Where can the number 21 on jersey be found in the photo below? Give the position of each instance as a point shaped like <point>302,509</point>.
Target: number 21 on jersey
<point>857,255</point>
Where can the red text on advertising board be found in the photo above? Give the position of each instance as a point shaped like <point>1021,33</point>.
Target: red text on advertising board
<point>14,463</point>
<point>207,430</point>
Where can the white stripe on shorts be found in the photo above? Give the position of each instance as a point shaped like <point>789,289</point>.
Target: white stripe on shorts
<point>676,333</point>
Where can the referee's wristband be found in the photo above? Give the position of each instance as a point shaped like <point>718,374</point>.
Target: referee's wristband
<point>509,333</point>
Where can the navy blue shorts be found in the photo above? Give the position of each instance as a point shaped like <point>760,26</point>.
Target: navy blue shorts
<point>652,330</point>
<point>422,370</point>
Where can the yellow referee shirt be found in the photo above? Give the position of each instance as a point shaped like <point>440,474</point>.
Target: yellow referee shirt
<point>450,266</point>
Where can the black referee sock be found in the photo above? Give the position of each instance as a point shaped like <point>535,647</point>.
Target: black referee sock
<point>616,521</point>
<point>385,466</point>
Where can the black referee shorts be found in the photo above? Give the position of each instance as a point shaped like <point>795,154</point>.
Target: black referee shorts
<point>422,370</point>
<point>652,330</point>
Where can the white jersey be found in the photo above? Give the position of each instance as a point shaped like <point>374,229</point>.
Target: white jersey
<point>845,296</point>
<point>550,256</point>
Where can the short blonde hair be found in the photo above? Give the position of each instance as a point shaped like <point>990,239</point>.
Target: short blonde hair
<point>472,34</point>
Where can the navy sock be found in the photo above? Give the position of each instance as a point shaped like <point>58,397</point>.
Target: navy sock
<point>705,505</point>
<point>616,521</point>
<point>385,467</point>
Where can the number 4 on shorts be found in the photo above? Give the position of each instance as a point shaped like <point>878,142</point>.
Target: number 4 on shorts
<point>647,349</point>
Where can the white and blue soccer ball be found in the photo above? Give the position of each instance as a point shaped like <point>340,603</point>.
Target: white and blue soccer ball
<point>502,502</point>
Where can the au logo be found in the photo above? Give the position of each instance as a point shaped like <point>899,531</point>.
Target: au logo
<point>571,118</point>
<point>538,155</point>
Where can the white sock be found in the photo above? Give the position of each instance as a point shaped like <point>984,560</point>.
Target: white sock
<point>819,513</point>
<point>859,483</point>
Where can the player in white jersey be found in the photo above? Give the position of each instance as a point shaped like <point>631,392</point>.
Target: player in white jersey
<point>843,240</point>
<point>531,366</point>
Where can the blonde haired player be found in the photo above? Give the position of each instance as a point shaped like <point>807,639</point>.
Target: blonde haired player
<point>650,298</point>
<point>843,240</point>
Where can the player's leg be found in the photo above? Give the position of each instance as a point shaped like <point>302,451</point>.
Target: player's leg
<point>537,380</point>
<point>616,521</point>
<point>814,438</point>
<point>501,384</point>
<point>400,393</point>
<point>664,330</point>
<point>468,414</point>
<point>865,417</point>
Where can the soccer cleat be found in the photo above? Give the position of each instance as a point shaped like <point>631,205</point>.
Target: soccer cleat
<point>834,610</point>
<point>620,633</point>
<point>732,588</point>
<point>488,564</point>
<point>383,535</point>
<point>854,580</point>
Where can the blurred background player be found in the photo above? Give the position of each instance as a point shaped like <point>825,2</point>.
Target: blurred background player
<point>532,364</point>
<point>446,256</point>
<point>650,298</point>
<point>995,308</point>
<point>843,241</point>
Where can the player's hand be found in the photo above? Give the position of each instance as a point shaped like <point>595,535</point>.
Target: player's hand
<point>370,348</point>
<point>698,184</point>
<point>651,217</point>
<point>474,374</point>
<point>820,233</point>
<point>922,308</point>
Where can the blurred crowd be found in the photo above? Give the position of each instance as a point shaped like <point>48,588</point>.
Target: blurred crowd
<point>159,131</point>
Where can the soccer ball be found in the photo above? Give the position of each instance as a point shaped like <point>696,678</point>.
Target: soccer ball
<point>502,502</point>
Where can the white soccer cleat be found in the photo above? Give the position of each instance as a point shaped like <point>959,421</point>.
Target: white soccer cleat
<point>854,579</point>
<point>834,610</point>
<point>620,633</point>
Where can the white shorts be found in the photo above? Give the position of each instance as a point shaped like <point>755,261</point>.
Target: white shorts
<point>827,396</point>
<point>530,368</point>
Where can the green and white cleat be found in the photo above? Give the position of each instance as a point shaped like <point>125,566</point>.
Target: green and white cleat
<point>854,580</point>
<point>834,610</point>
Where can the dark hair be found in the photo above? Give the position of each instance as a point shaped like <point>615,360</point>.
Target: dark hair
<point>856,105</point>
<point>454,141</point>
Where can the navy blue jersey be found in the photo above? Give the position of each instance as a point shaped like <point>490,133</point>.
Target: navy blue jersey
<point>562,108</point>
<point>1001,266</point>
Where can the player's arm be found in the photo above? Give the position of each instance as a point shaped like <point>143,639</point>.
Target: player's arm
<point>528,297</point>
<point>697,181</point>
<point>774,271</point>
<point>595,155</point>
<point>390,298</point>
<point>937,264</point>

**WORK ORDER**
Output the records above in their entirety, exactly.

**ANSWER FOR THE TASK**
Where can the number 21 on jersey be found in the photo below? Give the position of each instance as a point shaped like <point>302,509</point>.
Target: number 21 on jersey
<point>857,255</point>
Where can the red text on advertising board be found in the photo above? Give the position of each instance as a point shaped like <point>1021,33</point>.
Target: red text on advertising board
<point>14,463</point>
<point>207,430</point>
Where can the white stripe on shorts be found in the photo above? Give the position of each instance as a point shaped like <point>789,289</point>.
Target: white stripe on shorts
<point>676,333</point>
Where can the referee's wristband be found in the photo above? Give the position of each instance as a point shaped like <point>718,374</point>.
Target: referee's wristband
<point>509,333</point>
Where can the navy blue shorts be found in the photo above? Give the position of each instance as a point shaped like <point>760,26</point>.
Target: navy blue shorts
<point>652,330</point>
<point>422,370</point>
Where can the yellow referee shirt be found in the photo above? Give the position of each instance as a point shaped like <point>440,474</point>.
Target: yellow referee shirt
<point>450,266</point>
Where can the black referee sock be found in the photo above? Give the position of each instance as a point shaped like <point>535,647</point>.
Target: black referee sock
<point>616,521</point>
<point>385,466</point>
Where can the black referee shorts be found in the photo above? Give the position of each instance as a point shaped like <point>795,154</point>.
Target: black referee shorts
<point>422,370</point>
<point>652,330</point>
Where can the white jersey be found in the photo above? Give the position of each instance as a point shaped like <point>374,229</point>.
Target: white jersey
<point>845,296</point>
<point>550,256</point>
Where can the short blonde hair be found in the photo above? Give the position of each instance as a point shaped like <point>990,239</point>.
Target: short blonde hair
<point>472,34</point>
Where can the navy sock be found in the photo above? Give the position of each instance as a point shaped like <point>58,397</point>.
Target: navy sock
<point>705,505</point>
<point>616,521</point>
<point>385,467</point>
Where can the number 4 on shorts be found in the photo above? Give the position of each instance as a point shaped like <point>878,142</point>.
Target: number 4 on shorts
<point>647,349</point>
Where can the white and blue soccer ball be found in the photo above? Give the position of each instance as a point shaped like <point>340,603</point>.
Target: white and blue soccer ball
<point>502,502</point>
Where can the au logo be found in the photo above? Give the position of each instance as a point shaped like <point>899,531</point>.
Target: au logo
<point>571,118</point>
<point>538,155</point>
Where can the white sock be found in the photo above? Give the position of each instance as a point shaped like <point>984,560</point>.
Target: white sock
<point>819,513</point>
<point>859,483</point>
Where can the player in white jersey be found in the photo above? Give the position of each instance as a point shaped like <point>631,392</point>.
Target: player in white jersey
<point>843,240</point>
<point>531,366</point>
Where can the blonde haired player be found in the photo above? Give the position of each instance as a point shaped like <point>807,639</point>.
Target: blonde haired player
<point>650,298</point>
<point>843,240</point>
Where can the player's leg be found in the photo above? Give the position of each instance as a point shaped like <point>302,451</point>.
Target: player's leg
<point>537,380</point>
<point>616,521</point>
<point>814,438</point>
<point>501,384</point>
<point>400,393</point>
<point>664,330</point>
<point>468,414</point>
<point>865,417</point>
Where can the soccer cleat be found in the photo above? Give the position of each instance as a point shaped like <point>631,205</point>.
Target: soccer cleat
<point>834,610</point>
<point>620,633</point>
<point>732,588</point>
<point>488,564</point>
<point>383,535</point>
<point>854,580</point>
Where can the blurred background player be found in the photo above? Give the position of each instance as a point shaped like <point>825,2</point>.
Target: blurred background player
<point>532,364</point>
<point>446,256</point>
<point>650,298</point>
<point>995,308</point>
<point>843,241</point>
Where can the player's hand be found in the photo above? Give the position of each instance as a point shaped like <point>595,535</point>.
Target: player's hand
<point>370,348</point>
<point>698,184</point>
<point>651,217</point>
<point>474,374</point>
<point>820,233</point>
<point>922,308</point>
Where can the blurred crowd be found in the photo above? Give the position of each instance as a point shaped like <point>48,588</point>.
Target: blurred crowd
<point>159,131</point>
Where can the soccer ball be found in the photo above? Give the position of each instance as a point shaped like <point>696,678</point>.
Target: soccer ball
<point>502,502</point>
Where can the white soccer cleat be found in the photo above? Give the position of each instance as a point shaped like <point>959,421</point>.
Target: white soccer cleat
<point>854,579</point>
<point>834,610</point>
<point>620,633</point>
Where can the white shorts be found in the photo above? Give the position of each instance as a point shaped like <point>755,261</point>.
Target: white shorts
<point>827,396</point>
<point>530,368</point>
Where can the green and white cleat be found in the photo above? Give the position of each instance as a point shaped like <point>125,566</point>.
Target: green and white cleat
<point>854,580</point>
<point>834,610</point>
Where can the dark hair be found in the photo above? Give the position of each instance as a point shaped like <point>615,360</point>.
Target: dark hair
<point>856,105</point>
<point>454,141</point>
Where can the navy blue jersey be found in the photo above? Give the position of each instance as a point shaped like <point>490,133</point>.
Target: navy blue jersey
<point>562,108</point>
<point>1001,266</point>
Where can the player's arm be found in the photo above? Give the position of each instance as a point shaped like <point>143,639</point>.
Target: player's arm
<point>528,297</point>
<point>697,181</point>
<point>774,271</point>
<point>595,155</point>
<point>390,298</point>
<point>937,264</point>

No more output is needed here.